## Document:
The Registrar’s Decision

[3]The gravamen of the Registrar’s decision as set out in his written decision was that the application for prescriptive title failed as the Claimants had not satisfied the requirements of section 135 of the Act, as the evidence established that the Claimants’ mother Althea Scatliffe from whom they derived title had been given permission by the then registered owner of the land, Arabella Malone to occupy the land. Further, that they did not meet the twenty year possession criteria as their possession was interrupted by the transfer of the land by Blanche Malone Fraser to Julie Malone, the objector, in 1996 and thus they had not occupied the land for 20 years after Julie Malone became the registered owner.

The Facts

[4]This is taken from the background facts as set out by the Registrar in his written decision. Mrs. Arabella Malone was the registered owner of land at Baughers Bay, which after several subdivisions now comprises parcel 343, the disputed land. She had two children, Rufus Malone and Blanche Malone-Fraser. Rufus had a relationship with the Claimants’ mother, Althea Scatliffe and had four children by her, Cecil, Marvin, James and Antonio. They are the half brothers of the Claimants, who are two other children of Ms. Scatliffe.

[5]Althea Scatliffe was given permission by Mrs. Malone to construct her house on a portion of the land after Ms. Scatliffe’s home was destroyed by the ravages of a hurricane in the 1950's. Ms. Scatliffe, through her sons, the half brothers of the Claimants, erected a concrete house on the land. Ms. Scatliffe dwelt on the land until her death in 2002.

[6]Initially both the Claimants lived with their mother on the land. The Second Claimant ceased to reside there when she left for St. Thomas in 1974 and later the First Claimant moved out and in the 1990’s, returned to reside with her mother. Mrs. Malone died intestate in 1976. Her property was administered and Blanche Malone- Fraser became the trustee of the estate and she transferred the disputed land to Julie Malone, the objector, as the sole heir of Julie’s father, Cecil. Julie Malone then lived in the United States. The Claimants applied for prescriptive title in 2000, after Mrs. Malone Fraser had indicated to the Second Claimant that they would have to vacate the land and would no longer be able to live there once their mother died.

Consideration of the Grounds of Appeal

[7]The Court shall address Ground 5 first as it can be dealt with shortly. As far as I can determine, on my perusal of the Act and the Registered Land Rules, there is no provision which requires the Registrar to visit the disputed land. The procedure for dealing with an application for prescriptive title is governed by section 137 and it is patently silent on visits to the locus. In addition, as far as the notes of evidence and the submissions before the Registrar disclose, the Claimants did not request a visit. And, finally, the question of whether or not to visit the locus is a matter for the discretion of the Registrar as the sole arbiter. He could properly refrain from doing so if in his view a visit would not assist. Having regard to the issues before him a visit to the land would not have assisted and therefore he did not act improperly by not visiting the site. This ground of appeal therefore fails.

## Aim of the exercise:
Copy the passage of the land appeal judgment starting with "[4]This is taken" and going on through "death in 2002.". The entries that follow come from a separate source.

## Records provided:
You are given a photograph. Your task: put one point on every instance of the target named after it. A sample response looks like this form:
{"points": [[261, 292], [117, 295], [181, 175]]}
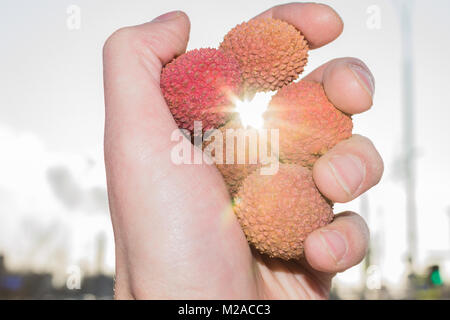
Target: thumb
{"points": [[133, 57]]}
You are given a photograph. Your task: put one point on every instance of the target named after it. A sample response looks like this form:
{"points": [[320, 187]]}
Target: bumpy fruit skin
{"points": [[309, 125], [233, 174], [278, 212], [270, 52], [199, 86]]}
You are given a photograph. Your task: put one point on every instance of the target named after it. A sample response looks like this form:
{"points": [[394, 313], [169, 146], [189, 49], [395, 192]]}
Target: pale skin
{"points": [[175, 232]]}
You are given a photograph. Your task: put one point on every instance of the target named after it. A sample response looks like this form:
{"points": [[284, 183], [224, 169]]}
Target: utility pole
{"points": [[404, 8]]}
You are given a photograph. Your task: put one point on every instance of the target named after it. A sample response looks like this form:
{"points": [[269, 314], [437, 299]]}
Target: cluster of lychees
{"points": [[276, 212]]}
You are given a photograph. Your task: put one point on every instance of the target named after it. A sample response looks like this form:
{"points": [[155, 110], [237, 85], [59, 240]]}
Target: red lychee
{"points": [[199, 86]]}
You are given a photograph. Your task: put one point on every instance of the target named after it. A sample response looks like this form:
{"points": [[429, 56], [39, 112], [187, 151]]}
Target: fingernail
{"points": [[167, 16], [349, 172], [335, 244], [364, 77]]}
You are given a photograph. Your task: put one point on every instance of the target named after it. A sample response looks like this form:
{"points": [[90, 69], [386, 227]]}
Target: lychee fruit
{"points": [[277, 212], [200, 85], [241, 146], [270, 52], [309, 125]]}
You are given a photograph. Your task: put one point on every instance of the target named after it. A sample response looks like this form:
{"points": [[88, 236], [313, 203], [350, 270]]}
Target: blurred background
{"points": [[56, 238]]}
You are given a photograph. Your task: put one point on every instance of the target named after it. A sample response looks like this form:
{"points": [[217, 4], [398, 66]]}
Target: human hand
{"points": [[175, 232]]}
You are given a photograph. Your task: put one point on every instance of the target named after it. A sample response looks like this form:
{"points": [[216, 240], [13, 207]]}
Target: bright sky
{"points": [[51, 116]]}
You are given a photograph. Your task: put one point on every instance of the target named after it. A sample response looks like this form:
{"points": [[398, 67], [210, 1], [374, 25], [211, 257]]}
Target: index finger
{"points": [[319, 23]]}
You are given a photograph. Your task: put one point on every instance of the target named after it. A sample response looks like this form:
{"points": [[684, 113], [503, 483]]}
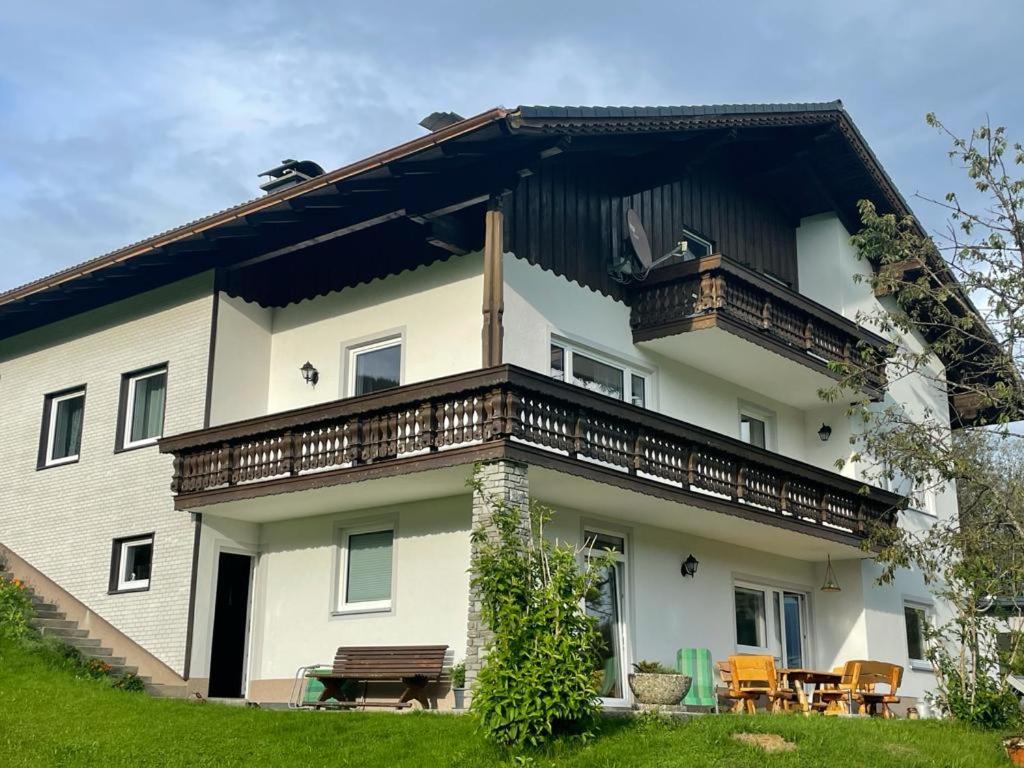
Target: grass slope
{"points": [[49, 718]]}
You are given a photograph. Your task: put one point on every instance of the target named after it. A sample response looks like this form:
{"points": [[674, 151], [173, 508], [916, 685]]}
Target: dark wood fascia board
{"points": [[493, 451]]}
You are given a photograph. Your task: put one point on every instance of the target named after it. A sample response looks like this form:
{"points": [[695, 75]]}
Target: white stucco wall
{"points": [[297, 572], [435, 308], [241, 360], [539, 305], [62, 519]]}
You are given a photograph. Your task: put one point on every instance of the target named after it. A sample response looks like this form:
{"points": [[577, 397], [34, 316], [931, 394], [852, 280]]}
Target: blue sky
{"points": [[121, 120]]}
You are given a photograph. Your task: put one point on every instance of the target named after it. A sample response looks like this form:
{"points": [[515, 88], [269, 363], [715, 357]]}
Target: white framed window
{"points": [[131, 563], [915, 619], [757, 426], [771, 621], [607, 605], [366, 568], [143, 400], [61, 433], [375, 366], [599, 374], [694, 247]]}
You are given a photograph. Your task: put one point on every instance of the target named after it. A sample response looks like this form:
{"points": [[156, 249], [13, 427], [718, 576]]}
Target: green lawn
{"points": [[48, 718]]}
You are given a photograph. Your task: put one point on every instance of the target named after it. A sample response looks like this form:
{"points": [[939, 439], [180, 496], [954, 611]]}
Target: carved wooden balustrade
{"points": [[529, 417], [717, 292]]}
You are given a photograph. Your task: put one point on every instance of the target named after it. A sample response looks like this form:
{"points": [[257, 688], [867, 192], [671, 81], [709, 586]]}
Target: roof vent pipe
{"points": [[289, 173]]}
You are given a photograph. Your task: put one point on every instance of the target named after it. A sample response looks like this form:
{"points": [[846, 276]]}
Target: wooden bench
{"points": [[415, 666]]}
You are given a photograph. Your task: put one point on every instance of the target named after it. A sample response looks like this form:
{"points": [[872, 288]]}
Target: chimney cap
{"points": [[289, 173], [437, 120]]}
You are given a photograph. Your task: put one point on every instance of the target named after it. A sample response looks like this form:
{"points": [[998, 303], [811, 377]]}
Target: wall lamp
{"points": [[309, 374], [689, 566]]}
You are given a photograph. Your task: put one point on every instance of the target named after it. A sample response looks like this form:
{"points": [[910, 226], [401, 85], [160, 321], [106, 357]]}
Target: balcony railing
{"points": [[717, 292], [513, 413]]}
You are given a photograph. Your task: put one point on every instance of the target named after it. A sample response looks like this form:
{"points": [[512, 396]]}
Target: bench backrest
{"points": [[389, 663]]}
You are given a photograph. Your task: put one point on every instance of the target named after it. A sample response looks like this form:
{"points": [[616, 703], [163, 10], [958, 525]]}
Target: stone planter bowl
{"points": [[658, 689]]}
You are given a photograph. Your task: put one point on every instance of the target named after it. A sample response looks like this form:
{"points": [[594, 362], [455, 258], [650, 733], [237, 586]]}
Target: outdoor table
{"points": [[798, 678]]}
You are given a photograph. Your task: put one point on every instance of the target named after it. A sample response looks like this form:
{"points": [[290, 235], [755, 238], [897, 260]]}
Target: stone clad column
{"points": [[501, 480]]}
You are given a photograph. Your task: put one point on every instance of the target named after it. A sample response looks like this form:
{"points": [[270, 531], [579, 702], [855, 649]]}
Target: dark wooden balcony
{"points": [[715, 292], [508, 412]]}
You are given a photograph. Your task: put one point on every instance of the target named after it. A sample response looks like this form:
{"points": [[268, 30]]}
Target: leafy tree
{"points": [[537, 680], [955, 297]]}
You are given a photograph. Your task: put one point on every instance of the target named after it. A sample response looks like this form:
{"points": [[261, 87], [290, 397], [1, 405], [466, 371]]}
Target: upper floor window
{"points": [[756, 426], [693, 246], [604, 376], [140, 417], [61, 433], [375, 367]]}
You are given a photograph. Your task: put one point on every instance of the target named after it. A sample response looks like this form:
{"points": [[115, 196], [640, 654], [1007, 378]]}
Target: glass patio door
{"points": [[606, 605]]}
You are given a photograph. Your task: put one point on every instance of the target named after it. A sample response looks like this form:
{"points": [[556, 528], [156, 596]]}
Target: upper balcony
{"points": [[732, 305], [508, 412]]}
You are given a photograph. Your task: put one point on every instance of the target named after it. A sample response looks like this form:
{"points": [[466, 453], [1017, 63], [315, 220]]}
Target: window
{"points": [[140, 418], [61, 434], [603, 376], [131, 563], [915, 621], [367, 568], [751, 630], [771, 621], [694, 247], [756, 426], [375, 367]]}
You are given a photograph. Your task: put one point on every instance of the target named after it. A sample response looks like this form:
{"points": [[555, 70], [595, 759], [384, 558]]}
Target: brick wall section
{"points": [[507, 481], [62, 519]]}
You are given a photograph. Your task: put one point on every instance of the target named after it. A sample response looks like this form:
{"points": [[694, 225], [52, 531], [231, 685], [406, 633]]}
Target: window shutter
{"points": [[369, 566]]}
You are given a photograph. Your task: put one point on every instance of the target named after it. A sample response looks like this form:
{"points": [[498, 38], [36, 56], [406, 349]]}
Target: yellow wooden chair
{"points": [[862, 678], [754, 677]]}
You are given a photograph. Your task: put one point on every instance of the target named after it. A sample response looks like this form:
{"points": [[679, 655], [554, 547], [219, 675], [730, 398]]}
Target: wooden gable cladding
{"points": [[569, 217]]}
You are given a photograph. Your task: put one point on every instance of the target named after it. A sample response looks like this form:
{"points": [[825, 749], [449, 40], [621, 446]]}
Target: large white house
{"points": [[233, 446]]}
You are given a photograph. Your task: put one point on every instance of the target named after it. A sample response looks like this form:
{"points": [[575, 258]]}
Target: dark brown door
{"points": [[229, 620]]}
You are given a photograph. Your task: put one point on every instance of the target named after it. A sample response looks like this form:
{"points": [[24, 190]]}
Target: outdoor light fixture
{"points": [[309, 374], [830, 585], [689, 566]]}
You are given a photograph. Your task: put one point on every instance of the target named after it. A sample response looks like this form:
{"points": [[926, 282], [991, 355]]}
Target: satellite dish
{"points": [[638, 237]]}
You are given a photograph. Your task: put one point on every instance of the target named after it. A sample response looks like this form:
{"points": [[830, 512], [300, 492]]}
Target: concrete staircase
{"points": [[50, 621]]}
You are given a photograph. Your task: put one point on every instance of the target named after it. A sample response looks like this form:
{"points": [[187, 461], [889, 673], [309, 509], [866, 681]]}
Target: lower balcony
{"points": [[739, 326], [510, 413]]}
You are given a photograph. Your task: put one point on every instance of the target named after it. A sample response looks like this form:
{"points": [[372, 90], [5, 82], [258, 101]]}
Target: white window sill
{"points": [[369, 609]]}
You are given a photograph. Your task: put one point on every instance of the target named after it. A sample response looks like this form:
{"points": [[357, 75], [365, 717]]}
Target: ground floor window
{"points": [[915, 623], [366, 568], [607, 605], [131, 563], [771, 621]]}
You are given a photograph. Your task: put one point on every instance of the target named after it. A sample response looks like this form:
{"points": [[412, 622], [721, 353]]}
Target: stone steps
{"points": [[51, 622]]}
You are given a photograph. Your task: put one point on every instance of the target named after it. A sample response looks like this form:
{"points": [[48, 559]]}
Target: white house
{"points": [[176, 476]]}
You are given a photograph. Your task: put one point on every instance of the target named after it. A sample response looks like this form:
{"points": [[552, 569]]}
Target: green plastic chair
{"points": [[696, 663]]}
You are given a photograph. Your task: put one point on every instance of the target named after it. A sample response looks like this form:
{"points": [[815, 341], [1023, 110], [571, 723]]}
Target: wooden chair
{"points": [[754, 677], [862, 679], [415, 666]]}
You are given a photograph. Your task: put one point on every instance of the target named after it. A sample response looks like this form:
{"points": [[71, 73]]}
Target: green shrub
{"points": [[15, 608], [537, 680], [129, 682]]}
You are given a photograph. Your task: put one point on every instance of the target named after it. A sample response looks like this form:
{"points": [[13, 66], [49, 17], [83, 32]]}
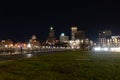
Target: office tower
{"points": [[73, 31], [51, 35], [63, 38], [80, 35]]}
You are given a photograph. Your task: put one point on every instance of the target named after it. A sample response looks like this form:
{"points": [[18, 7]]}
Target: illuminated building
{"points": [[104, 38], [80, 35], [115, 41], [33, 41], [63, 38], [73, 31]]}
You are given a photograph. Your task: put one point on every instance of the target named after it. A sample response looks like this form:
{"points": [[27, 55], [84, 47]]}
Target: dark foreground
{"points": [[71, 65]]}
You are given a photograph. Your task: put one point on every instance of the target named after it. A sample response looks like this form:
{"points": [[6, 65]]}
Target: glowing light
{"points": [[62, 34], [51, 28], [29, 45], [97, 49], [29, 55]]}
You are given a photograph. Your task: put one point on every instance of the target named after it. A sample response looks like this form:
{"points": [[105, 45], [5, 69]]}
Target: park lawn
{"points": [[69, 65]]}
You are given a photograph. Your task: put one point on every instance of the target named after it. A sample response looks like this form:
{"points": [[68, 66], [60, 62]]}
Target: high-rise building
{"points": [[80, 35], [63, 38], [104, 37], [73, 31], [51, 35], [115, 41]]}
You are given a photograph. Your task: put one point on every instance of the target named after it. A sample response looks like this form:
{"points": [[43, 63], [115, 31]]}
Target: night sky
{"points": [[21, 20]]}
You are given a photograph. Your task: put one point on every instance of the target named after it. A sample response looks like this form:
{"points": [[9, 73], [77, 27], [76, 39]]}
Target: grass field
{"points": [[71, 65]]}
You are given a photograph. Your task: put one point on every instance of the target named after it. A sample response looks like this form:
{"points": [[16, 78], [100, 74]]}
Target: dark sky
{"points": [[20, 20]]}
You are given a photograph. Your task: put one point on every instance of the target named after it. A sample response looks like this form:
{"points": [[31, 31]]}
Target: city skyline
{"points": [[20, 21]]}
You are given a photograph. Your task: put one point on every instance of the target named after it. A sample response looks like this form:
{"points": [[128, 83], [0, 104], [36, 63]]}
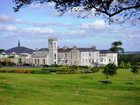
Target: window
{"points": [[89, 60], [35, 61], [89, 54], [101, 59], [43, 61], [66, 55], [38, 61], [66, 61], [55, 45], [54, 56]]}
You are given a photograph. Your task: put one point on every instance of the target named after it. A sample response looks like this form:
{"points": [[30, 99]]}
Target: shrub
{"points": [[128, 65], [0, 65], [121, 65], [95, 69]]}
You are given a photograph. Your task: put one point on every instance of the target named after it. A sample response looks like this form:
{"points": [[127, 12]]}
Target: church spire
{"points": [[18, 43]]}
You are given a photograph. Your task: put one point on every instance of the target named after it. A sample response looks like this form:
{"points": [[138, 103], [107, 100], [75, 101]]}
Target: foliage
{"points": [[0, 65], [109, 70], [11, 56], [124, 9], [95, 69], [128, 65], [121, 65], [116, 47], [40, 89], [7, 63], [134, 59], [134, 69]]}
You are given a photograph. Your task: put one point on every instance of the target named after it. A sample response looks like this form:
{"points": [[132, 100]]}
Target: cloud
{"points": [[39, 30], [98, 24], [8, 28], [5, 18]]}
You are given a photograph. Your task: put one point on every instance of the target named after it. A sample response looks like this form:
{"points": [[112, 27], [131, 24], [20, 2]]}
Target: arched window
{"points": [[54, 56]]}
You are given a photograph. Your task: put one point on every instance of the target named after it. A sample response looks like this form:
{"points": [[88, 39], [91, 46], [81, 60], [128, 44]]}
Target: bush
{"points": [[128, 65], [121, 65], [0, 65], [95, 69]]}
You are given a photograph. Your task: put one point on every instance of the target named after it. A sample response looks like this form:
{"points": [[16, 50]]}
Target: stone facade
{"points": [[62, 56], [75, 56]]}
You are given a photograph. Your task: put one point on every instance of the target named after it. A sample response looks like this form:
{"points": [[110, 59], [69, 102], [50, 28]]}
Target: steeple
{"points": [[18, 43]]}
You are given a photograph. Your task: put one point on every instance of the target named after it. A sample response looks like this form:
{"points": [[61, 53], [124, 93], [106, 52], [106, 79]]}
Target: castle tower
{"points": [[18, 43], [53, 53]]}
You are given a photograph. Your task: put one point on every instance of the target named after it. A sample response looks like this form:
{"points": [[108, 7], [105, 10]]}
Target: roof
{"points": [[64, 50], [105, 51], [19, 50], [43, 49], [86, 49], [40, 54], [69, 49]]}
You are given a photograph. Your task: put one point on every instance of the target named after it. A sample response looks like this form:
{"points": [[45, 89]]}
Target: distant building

## Response to the exercise:
[4]This is taken from the background facts as set out by the Registrar in his written decision. Mrs. Arabella Malone was the registered owner of land at Baughers Bay, which after several subdivisions now comprises parcel 343, the disputed land. She had two children, Rufus Malone and Blanche Malone-Fraser. Rufus had a relationship with the Claimants’ mother, Althea Scatliffe and had four children by her, Cecil, Marvin, James and Antonio. They are the half brothers of the Claimants, who are two other children of Ms. Scatliffe.

[5]Althea Scatliffe was given permission by Mrs. Malone to construct her house on a portion of the land after Ms. Scatliffe’s home was destroyed by the ravages of a hurricane in the 1950's. Ms. Scatliffe, through her sons, the half brothers of the Claimants, erected a concrete house on the land. Ms. Scatliffe dwelt on the land until her death in 2002.